**Work to complete:** From start to finish, set down the entries below exactly, leaving out the pictures.
*** Given records ***
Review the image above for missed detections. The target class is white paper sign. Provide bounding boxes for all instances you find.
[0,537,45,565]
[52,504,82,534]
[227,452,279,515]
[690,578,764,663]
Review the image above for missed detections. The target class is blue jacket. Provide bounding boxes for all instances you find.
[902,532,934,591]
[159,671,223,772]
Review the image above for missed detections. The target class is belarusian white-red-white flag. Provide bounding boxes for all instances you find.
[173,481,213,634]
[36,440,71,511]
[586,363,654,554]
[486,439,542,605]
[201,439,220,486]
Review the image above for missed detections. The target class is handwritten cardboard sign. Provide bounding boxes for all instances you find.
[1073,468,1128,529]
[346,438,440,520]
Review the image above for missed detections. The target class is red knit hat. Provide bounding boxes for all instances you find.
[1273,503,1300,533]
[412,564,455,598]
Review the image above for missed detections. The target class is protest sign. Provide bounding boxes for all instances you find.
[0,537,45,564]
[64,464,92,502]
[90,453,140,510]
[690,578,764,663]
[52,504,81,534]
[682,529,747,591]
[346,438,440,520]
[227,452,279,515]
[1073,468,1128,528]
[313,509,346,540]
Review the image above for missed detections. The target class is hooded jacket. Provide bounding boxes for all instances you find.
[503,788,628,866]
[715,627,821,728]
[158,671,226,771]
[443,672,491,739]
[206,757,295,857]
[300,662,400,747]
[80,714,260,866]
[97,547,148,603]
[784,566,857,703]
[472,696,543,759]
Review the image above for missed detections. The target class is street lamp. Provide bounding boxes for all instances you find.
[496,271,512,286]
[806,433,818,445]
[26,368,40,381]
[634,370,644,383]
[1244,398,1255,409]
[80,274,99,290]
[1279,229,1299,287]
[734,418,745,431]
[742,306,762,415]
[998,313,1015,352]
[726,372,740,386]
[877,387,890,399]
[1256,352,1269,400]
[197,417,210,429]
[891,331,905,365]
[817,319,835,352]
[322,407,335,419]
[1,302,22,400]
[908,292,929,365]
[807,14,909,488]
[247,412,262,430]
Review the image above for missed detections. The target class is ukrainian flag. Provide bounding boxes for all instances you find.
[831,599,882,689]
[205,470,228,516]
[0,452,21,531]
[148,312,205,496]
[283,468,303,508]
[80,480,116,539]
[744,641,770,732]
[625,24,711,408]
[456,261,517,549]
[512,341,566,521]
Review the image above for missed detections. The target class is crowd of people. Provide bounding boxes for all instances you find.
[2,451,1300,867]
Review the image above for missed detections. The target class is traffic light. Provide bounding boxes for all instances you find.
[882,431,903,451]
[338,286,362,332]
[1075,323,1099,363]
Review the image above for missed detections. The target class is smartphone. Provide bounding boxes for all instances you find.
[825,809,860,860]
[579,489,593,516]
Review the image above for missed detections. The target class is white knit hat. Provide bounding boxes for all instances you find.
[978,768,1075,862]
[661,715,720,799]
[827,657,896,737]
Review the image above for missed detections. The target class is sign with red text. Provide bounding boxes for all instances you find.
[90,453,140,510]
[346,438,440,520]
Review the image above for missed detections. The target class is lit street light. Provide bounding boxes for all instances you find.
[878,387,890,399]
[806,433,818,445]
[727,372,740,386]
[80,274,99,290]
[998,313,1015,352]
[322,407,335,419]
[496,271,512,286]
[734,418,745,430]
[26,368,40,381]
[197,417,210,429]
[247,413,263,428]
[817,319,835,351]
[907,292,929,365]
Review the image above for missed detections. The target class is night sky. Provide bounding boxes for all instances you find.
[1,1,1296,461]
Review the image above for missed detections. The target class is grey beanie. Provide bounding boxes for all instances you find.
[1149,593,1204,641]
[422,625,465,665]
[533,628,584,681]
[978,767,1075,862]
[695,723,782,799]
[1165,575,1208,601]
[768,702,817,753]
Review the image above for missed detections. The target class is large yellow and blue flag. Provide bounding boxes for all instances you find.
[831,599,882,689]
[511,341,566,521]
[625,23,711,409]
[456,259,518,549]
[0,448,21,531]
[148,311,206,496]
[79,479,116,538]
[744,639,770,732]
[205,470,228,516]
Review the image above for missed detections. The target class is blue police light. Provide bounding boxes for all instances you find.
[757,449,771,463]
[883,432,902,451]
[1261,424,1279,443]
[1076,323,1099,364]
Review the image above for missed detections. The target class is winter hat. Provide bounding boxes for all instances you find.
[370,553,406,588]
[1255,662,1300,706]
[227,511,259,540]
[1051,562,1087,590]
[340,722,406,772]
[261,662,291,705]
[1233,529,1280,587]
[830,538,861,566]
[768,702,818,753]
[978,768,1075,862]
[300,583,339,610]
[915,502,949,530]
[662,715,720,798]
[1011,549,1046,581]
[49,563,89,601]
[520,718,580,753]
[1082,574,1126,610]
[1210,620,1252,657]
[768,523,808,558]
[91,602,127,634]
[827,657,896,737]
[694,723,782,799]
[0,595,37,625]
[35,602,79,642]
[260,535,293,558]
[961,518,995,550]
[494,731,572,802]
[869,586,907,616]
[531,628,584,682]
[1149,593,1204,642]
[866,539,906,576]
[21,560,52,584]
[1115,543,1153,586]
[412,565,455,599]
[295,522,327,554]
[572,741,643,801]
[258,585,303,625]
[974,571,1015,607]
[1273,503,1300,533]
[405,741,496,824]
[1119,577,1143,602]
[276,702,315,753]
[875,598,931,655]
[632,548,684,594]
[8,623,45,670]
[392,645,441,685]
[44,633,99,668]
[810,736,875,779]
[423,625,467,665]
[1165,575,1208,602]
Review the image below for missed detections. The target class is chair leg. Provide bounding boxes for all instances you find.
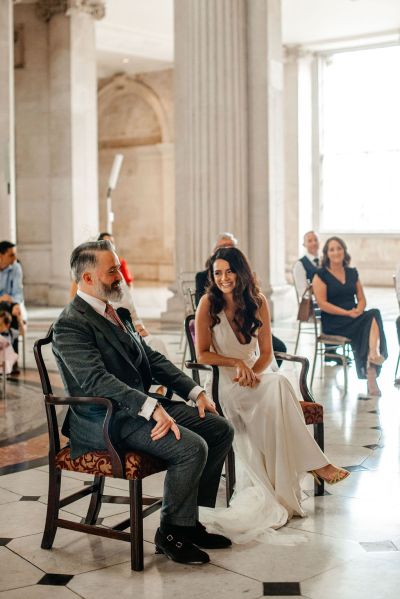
[22,334,26,371]
[225,449,236,506]
[84,476,105,525]
[41,467,62,549]
[294,322,301,354]
[342,344,348,394]
[129,479,144,571]
[310,342,318,389]
[180,337,188,370]
[313,423,325,497]
[395,351,400,379]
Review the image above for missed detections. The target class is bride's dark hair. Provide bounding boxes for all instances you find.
[206,247,262,343]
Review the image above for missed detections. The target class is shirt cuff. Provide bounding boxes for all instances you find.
[138,397,158,420]
[188,385,205,403]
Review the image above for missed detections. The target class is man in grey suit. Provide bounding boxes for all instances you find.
[53,241,234,565]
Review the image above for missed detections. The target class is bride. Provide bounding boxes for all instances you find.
[195,247,349,544]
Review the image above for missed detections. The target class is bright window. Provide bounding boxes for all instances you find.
[319,45,400,233]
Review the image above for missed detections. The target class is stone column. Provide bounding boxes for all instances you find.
*** End of Given records ***
**Solution to this exercise:**
Review the image above for missed detections. The target class is white paper sign. Provide bounding boxes for all instances you find.
[0,537,45,565]
[52,504,82,534]
[227,452,279,515]
[690,578,764,663]
Review the image above for missed detections. The target class is blue jacket. Provide bounding boxes for all instances you find.
[902,532,934,591]
[159,671,223,772]
Review the image above for missed detections. The target class is belarusian white-red-white flag. Provide bounding boxes for all instances you find.
[173,481,213,634]
[36,440,71,511]
[586,363,654,554]
[486,439,542,605]
[201,439,220,486]
Review the image above for missed detections. The target class is handwritten cardboard sign. Provide bounding boxes for all instances you find.
[1073,468,1128,529]
[346,438,440,520]
Review the image above for missed detections. The target class is red knit hat. Provide bounding boxes for all instances you find.
[1273,503,1300,533]
[412,564,455,598]
Review the image above for missed detections. The target class is protest sign. Provide bounding boxes for all instances you find.
[0,537,45,564]
[64,464,92,502]
[90,453,140,510]
[690,578,764,663]
[52,504,81,534]
[682,529,747,591]
[346,438,440,520]
[227,452,279,515]
[1073,468,1128,528]
[313,509,346,540]
Review the image above for missed detections. The target class is hooded jacket. Provide bounding boxes for all instances you find.
[503,788,628,866]
[715,627,821,728]
[158,671,226,771]
[443,672,491,739]
[206,757,295,857]
[300,662,400,747]
[80,714,260,866]
[97,547,148,603]
[784,566,857,703]
[472,696,543,759]
Review the image above for missed detections. The target class is street lamp. Provide bounding boxes for all instances you find.
[496,271,512,286]
[806,433,818,445]
[26,368,40,381]
[634,370,644,383]
[1244,398,1255,409]
[80,274,99,290]
[1279,229,1299,287]
[734,418,745,431]
[742,306,762,415]
[998,313,1015,352]
[726,372,740,386]
[877,387,890,399]
[1256,352,1269,400]
[197,417,210,429]
[891,331,905,365]
[817,319,835,352]
[322,407,335,419]
[1,302,22,400]
[908,292,929,365]
[807,14,909,488]
[247,412,262,430]
Review the image above for missed detections. The target class is ukrainian flag. Provide bounding boxes for all instances you find.
[831,599,882,689]
[205,470,228,516]
[0,452,21,531]
[148,312,205,496]
[283,468,303,508]
[80,480,116,539]
[744,641,770,732]
[625,24,711,408]
[456,261,517,549]
[512,341,566,521]
Review the image above for missed detections. The target class is crowd of people. Provide bounding boxes for all instances you find.
[2,451,1300,867]
Review the image above for missed detections. The target class is traffic light. Provide bounding boxes for all instances you find.
[882,431,903,451]
[338,286,362,332]
[1075,323,1099,363]
Review the image above for missed detections. The target class is smartphone. Provide bounding boxes for all instances you find.
[825,809,860,860]
[579,489,593,516]
Review the image above for missed detections. The target class is white knit hat. Provide bounding boxes for all instances you find.
[978,768,1075,862]
[661,715,720,799]
[827,657,896,737]
Review the image above for missed detections. The target class is sign with red text. Provide bounding boxes for all instances you find.
[90,453,140,510]
[346,438,440,520]
Review the image above for missed detections. The target class is lit street light. Provide bounding boxes for all instances you find.
[878,387,890,399]
[806,433,818,445]
[727,372,740,386]
[80,274,99,290]
[998,313,1015,352]
[322,407,335,419]
[496,271,512,286]
[734,418,745,430]
[26,368,40,381]
[197,417,210,429]
[247,413,263,428]
[817,319,835,351]
[907,292,929,365]
Review the image above for missed detections. The target class is night sky. Provide bounding boxes for all instances you find.
[1,1,1296,461]
Review the image above for missed detections. The target class is grey beanie. Provide bounding boxes for all instances you find.
[1149,593,1204,641]
[422,625,465,665]
[533,628,584,681]
[978,767,1075,862]
[695,723,782,799]
[1165,575,1208,601]
[768,702,817,753]
Review the image above for missed detections. The target class is large yellow and blue flag. Provide bounding boxes for all instances you find.
[831,599,882,689]
[511,341,566,521]
[625,23,711,409]
[456,259,518,549]
[0,448,21,531]
[148,311,206,496]
[79,479,116,538]
[744,639,770,732]
[205,470,228,516]
Review the image above for missed detections. The target class is blue police light. Provide bounding boxes for all instances you find.
[757,449,771,463]
[883,432,902,451]
[1261,424,1279,443]
[1076,323,1099,364]
Review the image above for missed detections. The target class is winter hat. Provide bounding boxes for all instances you find.
[370,553,406,588]
[1255,662,1300,706]
[227,511,259,540]
[1051,562,1087,590]
[340,722,406,772]
[261,662,291,705]
[1233,529,1280,587]
[830,538,861,566]
[768,702,818,753]
[978,768,1075,862]
[300,583,339,610]
[915,502,949,530]
[662,715,720,798]
[1011,549,1046,581]
[49,563,89,601]
[520,718,580,753]
[1082,574,1126,610]
[1210,620,1252,657]
[768,523,808,558]
[91,602,127,634]
[827,657,896,737]
[694,723,782,799]
[0,595,37,625]
[35,602,79,642]
[260,535,293,558]
[961,518,995,550]
[494,731,572,802]
[869,586,907,616]
[531,628,584,682]
[1149,593,1204,642]
[866,539,906,576]
[21,560,52,584]
[1115,543,1153,586]
[412,565,455,599]
[295,522,327,554]
[572,741,643,801]
[258,585,303,625]
[974,571,1015,607]
[1273,503,1300,533]
[405,741,496,824]
[1119,577,1143,602]
[276,702,315,753]
[875,598,931,655]
[632,548,684,594]
[8,623,45,670]
[392,645,441,685]
[44,633,99,668]
[810,736,875,779]
[423,625,467,665]
[1165,575,1208,602]
Review the image below for missed detections. The target class is chair leg. Provide bounding boxes for all instances you find.
[22,334,26,371]
[225,449,236,506]
[84,476,105,525]
[41,467,62,549]
[294,322,301,354]
[342,344,348,394]
[129,479,144,571]
[310,342,318,389]
[180,337,188,370]
[313,423,325,497]
[395,351,400,379]
Review the image above for missed detections. The target class is bride's dark hair. Provide bounding boxes for all instances you find.
[206,247,262,343]
Review the image above for missed detections. The target class is shirt cuff. Provide bounding boxes for all instances you find.
[138,397,158,420]
[188,385,205,403]
Review the image above for missed detections. The target class is man in grey suit. Provide bounding boxes for all instances you find.
[53,241,234,565]
Review the image above for missed detections. The target class is bride. Provide bounding boxes for all instances you find.
[195,247,349,544]
Review the image above for missed detections. The target class is bright window. Provide bounding boxes for all instances you find.
[319,45,400,233]
Review the image above for missed detections. The target class is stone column. Provide bounding boxes for all instances you find.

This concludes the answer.